* [TO DO]: From the line that contains "Target: rock outcrop" to the final line of the records below, print each line exactly and leave every picture out.
----------------
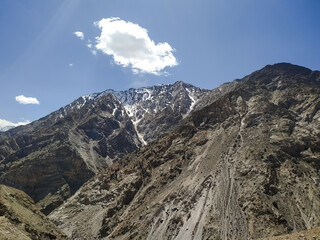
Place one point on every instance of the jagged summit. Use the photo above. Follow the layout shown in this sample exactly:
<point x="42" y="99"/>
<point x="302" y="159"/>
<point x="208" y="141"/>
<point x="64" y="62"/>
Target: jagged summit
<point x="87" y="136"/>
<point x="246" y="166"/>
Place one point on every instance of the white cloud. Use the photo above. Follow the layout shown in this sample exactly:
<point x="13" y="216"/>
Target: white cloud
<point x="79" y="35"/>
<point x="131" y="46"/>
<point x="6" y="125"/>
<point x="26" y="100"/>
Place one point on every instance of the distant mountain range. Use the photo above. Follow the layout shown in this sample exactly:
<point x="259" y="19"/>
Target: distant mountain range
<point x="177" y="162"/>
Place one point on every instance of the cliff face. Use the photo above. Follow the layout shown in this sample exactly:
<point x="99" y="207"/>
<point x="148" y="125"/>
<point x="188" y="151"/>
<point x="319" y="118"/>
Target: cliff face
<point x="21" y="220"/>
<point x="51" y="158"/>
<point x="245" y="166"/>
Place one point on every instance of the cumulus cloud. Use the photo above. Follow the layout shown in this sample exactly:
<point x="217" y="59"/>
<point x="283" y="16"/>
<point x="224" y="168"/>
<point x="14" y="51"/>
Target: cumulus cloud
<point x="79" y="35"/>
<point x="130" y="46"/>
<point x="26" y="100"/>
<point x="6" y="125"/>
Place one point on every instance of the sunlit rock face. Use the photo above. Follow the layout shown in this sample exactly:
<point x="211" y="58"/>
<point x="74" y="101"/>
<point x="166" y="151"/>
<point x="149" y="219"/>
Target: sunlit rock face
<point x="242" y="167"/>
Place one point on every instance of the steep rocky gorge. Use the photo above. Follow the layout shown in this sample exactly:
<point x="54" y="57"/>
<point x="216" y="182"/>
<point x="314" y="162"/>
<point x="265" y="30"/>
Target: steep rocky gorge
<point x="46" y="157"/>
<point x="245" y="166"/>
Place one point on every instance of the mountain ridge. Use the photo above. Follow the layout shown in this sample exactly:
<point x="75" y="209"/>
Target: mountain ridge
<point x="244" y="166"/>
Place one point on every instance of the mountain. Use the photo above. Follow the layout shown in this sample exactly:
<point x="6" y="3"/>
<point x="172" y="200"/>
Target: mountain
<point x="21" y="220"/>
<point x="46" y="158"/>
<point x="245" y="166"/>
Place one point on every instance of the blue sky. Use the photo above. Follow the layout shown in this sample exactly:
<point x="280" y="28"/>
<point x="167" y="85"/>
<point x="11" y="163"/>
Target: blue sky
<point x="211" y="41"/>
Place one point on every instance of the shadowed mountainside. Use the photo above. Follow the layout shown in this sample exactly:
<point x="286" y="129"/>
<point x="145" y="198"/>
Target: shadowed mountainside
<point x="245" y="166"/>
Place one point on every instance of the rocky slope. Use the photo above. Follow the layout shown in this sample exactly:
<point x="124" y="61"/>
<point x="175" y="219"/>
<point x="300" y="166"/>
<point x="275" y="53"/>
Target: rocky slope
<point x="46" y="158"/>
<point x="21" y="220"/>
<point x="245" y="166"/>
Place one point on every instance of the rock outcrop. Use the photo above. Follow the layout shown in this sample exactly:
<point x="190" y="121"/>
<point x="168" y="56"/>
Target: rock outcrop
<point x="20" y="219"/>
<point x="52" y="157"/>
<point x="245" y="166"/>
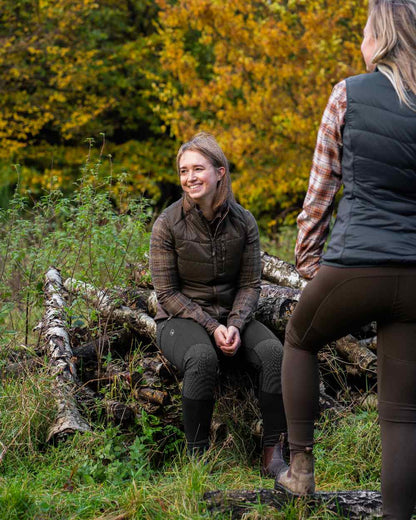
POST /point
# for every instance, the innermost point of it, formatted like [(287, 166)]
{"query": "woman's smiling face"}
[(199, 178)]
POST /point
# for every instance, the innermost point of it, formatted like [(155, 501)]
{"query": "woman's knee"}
----------------
* [RESULT OF THIS TASK]:
Target: rock outcrop
<point x="20" y="219"/>
<point x="52" y="157"/>
<point x="245" y="166"/>
POST /point
# for every instance, the innermost point of it, formatted like [(287, 166)]
{"query": "woman's smiling face"}
[(199, 178)]
POST /point
# for every instance, the innermost point of it, formatted like [(155, 501)]
{"query": "woman's knee"}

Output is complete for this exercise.